Excerpted passage:

________________________________________

Professors

Marcel Burger (Université de Lausanne)

Schedule

Tuesday
From 15:15
to 16:45
Thursday
From 15:15
to 16:45

 

Course description

In terms of communication, most institutional and ordinary contexts involve intercultural, multilingual and multimodal features. At first, the course will present the key concepts in the domain of intercultural communication. Then it will focus on a series of research questions linked with globalization: What is intercultural communication in a globalized world? Are there universals in terms of intercultural communication? What role play genres of communication? What is at stake with face to face interaction? How do we best deal with mediated interaction? What is strategic maneuvering and embodiment in intercultural communication? Accordingly, the course will cover the following topics:

  • The role of context: what are the situations, genres, normative practices?
  • The role of identity: who is doing what in terms of communication?
  • The role of face threatening: what is politeness and impoliteness?
  • The role of dynamic body language: what is the role of gesture, gaze, voice?

________________________________________

Instruction a: Could you reproduce the records from the collection word for word, leaving out the pictures?
These records are unrelated to the course description.

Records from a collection

________________________________________

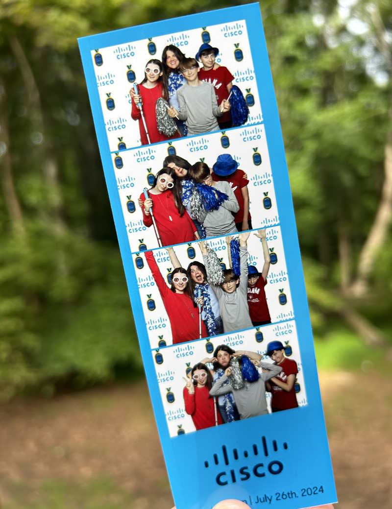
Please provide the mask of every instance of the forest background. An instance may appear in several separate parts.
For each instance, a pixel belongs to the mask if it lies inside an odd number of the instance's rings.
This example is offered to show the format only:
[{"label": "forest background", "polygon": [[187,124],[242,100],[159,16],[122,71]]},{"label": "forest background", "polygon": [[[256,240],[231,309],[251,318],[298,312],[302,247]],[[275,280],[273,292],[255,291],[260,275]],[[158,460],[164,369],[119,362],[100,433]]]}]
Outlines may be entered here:
[{"label": "forest background", "polygon": [[[2,401],[143,377],[76,39],[212,7],[1,0]],[[386,373],[392,4],[261,8],[318,365]]]}]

________________________________________

Instruction b: Does the course description agree with each of these statements? Answer yes or no for each, and quote the deciding words of the course description. (i) The course will begin by presenting the key concepts of intercultural communication. (ii) Politeness is covered under the role of identity. (iii) Marcel Burger is listed with the Université de Lausanne.

Response a:
Please provide the mask of every instance of the forest background. An instance may appear in several separate parts.
For each instance, a pixel belongs to the mask if it lies inside an odd number of the instance's rings.
This example is offered to show the format only:
[{"label": "forest background", "polygon": [[187,124],[242,100],[159,16],[122,71]]},{"label": "forest background", "polygon": [[[256,240],[231,309],[251,318],[298,312],[302,247]],[[275,280],[273,292],[255,291],[260,275]],[[158,460],[164,369],[119,362],[100,433]]]}]
Outlines may be entered here:
[{"label": "forest background", "polygon": [[[2,401],[143,377],[76,39],[212,7],[1,0]],[[386,373],[392,4],[261,8],[318,365]]]}]

Response b:
(i) Yes: "At first, the course will present the key concepts in the domain of intercultural communication."
(ii) No: "The role of face threatening: what is politeness and impoliteness?"
(iii) Yes: "Marcel Burger (Université de Lausanne)"